Aim of the exercise: Translate this sentence from the text on Oleshky urban hromada into Spanish: "Its area is 799.2 km2 and its population is 38,313 people, as of 2020."

Supplied text:
- Interactive map of Oleshky urban hromada
- Country: Ukraine
- Oblast: Kherson Oblast
- Raion: Kherson Raion
- Admin. center: Oleshky

Government
- • Head: Tetiana Hasanenko

Area
- • Total: 799.2 km^{2} (308.6 sq mi)

Population (2020)
- • Total: 38,313
- • Density: 47.94/km^{2} (124.2/sq mi)
- Settlements: 13
- Cities: 1
- Rural settlements: 2
- Villages: 10
- Website: https://oleshki-rada.gov.ua/

= Oleshky urban hromada =

Oleshky urban hromada (Олешківська міська територіальна громада) is a hromada (community) of Ukraine, in Kherson Raion, Kherson Oblast. Its administrative center is the city Oleshky.

== Extent and settlements ==
Its area is 799.2 km2 and its population is 38,313 people, as of 2020.

It includes the city of Oleshky, the villages Kozachi Laheri, Kostohryzove, Krynky, Pidstepne, Pishchanivka, Pody, Radensk, Sahy, Solontsi, Chelburda and the rural settlements Pidlisne and Poima.

Supplied data:
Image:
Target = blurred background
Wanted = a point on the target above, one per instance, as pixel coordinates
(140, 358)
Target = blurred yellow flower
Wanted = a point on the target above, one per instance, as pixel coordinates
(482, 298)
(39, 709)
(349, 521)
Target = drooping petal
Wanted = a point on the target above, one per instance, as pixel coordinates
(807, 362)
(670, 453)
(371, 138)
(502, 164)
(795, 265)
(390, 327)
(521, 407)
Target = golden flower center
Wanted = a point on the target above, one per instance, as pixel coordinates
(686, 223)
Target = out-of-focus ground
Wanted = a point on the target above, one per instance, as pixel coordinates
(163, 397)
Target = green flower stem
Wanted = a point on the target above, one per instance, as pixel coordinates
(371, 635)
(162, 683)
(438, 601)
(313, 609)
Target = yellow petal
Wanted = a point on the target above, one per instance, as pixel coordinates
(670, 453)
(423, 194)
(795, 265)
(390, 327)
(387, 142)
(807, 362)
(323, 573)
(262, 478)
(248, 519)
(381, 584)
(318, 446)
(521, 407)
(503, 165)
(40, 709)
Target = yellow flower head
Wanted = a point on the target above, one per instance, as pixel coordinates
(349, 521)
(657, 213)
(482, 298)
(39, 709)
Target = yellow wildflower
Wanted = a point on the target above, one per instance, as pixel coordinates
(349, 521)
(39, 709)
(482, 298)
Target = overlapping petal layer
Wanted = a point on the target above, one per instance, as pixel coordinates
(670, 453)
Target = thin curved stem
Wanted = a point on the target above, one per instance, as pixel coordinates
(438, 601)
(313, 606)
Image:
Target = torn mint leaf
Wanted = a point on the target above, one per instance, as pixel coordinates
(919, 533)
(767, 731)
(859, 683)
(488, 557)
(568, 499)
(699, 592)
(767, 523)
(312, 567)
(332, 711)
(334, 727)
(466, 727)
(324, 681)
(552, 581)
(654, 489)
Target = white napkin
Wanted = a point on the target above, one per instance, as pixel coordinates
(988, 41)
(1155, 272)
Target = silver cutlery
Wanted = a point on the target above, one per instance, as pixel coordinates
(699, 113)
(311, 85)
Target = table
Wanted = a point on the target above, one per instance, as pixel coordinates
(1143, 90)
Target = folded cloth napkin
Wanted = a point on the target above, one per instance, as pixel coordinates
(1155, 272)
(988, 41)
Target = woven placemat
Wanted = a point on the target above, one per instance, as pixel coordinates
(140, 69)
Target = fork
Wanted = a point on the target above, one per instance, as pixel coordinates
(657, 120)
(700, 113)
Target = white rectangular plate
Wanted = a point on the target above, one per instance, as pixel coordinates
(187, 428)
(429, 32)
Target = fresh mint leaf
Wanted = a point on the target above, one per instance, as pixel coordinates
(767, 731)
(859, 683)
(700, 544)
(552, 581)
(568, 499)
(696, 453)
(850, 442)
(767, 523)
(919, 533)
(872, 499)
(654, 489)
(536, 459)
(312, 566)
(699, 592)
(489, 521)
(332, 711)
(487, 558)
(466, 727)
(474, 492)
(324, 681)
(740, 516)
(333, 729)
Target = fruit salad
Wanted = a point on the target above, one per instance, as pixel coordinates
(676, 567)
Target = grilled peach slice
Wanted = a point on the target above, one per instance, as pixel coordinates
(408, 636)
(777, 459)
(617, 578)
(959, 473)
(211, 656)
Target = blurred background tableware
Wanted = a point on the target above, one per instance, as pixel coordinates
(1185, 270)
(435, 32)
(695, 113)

Result for this task: Su superficie es de 799,2 km2 y su población es de 38.313 personas, según datos de 2020.